- **WHAT THIS TASK INVOLVES**: Extract each line of the rows below that contains the word "green", copying every such line in full.

- **DATA SHOWN**:
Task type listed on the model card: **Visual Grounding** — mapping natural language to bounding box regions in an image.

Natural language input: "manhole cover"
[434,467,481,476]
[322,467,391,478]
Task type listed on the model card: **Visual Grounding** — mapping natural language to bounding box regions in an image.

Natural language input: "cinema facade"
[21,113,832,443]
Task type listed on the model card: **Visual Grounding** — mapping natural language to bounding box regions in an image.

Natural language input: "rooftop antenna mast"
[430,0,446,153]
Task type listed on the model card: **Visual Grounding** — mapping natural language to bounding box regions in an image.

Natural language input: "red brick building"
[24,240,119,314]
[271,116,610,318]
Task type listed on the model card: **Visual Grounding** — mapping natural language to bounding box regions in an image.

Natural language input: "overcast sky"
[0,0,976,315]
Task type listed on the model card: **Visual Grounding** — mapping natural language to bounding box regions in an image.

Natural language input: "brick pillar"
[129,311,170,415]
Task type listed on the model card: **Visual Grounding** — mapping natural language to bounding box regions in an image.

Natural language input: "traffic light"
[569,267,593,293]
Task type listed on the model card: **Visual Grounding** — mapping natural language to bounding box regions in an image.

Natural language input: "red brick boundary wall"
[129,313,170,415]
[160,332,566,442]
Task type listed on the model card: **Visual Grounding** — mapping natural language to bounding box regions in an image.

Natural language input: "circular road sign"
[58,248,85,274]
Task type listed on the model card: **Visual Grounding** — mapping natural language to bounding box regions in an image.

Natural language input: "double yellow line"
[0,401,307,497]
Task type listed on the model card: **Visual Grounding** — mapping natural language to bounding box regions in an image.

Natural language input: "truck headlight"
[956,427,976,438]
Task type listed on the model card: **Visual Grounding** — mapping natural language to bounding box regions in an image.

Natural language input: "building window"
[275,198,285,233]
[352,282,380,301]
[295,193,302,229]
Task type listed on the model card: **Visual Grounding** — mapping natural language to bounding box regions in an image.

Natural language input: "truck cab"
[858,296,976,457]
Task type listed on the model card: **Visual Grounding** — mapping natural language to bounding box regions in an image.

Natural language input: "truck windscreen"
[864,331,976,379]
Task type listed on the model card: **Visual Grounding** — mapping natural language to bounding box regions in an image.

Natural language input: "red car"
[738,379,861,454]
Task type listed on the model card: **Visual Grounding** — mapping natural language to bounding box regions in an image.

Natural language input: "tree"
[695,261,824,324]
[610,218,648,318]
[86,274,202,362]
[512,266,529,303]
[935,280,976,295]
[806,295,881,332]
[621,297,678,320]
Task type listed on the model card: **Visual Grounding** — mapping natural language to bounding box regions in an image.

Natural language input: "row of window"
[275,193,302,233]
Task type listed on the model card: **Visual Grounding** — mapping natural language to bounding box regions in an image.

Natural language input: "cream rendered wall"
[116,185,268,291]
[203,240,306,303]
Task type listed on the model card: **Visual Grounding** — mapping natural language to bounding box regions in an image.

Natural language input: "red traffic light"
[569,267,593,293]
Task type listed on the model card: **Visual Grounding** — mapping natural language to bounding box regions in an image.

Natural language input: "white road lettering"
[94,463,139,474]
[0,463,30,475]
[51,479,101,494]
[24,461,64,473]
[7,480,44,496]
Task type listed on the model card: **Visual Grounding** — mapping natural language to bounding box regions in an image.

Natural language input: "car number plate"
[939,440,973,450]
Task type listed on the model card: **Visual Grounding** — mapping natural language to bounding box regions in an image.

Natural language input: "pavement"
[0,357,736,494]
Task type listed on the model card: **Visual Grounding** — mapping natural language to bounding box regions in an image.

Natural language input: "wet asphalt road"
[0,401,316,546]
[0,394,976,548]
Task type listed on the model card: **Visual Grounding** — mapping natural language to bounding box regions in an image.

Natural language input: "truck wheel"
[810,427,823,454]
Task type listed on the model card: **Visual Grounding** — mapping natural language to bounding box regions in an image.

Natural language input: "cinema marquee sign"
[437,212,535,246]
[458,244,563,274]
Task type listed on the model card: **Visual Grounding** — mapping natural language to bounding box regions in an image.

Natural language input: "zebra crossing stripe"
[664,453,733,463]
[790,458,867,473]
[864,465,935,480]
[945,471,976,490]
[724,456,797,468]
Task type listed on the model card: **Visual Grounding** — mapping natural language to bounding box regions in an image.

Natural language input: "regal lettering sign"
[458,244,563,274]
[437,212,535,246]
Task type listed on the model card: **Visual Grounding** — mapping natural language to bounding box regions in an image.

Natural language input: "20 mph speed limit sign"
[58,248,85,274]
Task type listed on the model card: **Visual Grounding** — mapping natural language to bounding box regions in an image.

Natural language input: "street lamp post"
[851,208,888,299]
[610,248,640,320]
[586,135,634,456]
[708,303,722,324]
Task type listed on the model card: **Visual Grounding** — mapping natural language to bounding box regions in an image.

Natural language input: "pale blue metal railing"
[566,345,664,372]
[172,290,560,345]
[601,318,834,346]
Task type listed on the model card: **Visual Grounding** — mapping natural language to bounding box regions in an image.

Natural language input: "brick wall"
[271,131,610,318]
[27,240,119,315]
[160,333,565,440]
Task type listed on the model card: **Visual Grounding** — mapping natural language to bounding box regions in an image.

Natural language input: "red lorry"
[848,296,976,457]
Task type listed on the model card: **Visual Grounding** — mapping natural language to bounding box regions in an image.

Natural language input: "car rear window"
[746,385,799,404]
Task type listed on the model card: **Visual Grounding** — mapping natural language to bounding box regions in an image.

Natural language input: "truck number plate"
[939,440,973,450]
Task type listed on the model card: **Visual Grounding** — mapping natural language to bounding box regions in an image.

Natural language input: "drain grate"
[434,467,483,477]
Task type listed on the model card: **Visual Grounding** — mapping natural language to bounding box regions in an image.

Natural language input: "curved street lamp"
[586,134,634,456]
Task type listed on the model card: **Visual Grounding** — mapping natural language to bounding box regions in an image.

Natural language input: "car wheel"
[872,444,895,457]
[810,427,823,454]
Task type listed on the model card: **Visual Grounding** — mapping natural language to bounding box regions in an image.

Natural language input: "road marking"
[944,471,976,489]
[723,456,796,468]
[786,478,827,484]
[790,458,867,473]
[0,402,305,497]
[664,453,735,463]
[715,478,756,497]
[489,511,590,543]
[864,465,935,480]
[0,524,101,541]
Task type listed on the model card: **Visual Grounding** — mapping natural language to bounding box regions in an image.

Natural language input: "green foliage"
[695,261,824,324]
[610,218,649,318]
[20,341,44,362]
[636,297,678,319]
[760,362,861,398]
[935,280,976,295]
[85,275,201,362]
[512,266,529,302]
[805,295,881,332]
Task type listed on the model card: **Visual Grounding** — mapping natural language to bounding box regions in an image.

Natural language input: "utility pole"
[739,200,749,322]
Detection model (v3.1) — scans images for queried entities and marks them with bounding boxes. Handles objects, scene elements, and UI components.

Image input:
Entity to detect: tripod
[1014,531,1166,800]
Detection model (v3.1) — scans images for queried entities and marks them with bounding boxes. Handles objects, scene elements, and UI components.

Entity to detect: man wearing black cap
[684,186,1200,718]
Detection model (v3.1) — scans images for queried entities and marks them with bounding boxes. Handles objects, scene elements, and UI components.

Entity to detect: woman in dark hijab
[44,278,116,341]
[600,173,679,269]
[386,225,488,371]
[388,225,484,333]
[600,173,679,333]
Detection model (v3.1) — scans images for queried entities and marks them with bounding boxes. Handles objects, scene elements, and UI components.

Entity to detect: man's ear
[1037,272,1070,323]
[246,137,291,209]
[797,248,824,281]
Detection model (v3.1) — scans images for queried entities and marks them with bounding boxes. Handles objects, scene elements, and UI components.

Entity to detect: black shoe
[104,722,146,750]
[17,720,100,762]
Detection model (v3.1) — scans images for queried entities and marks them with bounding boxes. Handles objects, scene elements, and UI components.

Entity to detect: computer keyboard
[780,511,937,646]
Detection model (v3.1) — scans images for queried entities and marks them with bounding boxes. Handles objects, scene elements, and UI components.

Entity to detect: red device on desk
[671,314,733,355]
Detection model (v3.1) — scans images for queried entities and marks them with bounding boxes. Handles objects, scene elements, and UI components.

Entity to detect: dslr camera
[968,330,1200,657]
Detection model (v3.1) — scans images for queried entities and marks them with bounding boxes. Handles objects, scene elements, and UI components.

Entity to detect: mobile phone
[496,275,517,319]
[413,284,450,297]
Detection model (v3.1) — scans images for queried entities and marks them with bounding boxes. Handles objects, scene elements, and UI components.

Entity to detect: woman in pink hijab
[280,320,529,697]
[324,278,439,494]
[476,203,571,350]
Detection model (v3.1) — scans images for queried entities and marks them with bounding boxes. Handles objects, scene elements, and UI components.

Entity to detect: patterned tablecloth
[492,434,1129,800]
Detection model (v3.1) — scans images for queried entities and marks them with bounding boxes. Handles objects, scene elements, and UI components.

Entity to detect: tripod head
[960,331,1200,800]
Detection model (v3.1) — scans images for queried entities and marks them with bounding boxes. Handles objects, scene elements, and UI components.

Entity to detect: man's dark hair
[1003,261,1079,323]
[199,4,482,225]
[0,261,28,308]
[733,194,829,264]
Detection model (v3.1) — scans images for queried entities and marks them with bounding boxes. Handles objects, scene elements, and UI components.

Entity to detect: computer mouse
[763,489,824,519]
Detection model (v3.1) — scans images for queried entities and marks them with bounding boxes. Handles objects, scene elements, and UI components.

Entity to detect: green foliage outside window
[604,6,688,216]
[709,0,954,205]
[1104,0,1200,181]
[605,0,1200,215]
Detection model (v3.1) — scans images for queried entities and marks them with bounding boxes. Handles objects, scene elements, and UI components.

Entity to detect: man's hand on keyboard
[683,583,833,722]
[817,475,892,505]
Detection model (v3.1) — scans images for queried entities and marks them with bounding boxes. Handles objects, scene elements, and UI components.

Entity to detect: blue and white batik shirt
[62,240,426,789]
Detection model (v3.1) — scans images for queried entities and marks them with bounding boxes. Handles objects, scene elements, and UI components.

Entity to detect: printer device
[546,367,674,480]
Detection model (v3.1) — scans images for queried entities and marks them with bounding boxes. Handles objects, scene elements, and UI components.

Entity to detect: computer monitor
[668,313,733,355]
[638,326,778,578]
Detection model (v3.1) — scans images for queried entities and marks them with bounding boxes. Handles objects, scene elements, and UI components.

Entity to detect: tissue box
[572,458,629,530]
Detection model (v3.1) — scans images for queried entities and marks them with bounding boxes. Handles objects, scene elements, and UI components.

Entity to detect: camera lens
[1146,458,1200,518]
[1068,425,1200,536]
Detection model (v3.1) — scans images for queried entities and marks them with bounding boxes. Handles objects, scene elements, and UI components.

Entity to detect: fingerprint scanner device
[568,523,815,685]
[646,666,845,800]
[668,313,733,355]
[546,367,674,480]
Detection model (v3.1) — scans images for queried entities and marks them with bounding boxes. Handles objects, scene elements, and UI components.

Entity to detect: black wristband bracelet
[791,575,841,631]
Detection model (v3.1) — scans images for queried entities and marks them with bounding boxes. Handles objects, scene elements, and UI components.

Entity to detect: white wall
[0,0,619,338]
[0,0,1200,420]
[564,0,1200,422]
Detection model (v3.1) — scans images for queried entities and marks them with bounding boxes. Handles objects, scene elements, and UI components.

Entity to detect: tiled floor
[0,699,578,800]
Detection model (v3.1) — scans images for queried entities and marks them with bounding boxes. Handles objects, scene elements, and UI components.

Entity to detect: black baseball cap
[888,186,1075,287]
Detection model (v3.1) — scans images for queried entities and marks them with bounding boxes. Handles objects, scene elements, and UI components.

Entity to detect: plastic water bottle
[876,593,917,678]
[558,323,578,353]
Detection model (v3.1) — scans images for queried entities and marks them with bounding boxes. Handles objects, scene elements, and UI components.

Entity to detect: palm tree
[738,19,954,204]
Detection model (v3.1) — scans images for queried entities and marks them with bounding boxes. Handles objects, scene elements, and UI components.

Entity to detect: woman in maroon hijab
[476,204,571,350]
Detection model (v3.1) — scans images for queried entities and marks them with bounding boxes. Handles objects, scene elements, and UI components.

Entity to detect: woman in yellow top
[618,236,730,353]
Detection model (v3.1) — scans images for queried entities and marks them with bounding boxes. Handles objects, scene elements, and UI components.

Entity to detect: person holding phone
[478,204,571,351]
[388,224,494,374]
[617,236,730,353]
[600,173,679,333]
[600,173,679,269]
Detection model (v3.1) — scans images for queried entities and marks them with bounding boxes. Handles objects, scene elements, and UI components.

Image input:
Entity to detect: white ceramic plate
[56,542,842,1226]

- **WRITTEN SOLUTION**:
Natural language input: "green foliage"
Entity to detect: green foliage outside window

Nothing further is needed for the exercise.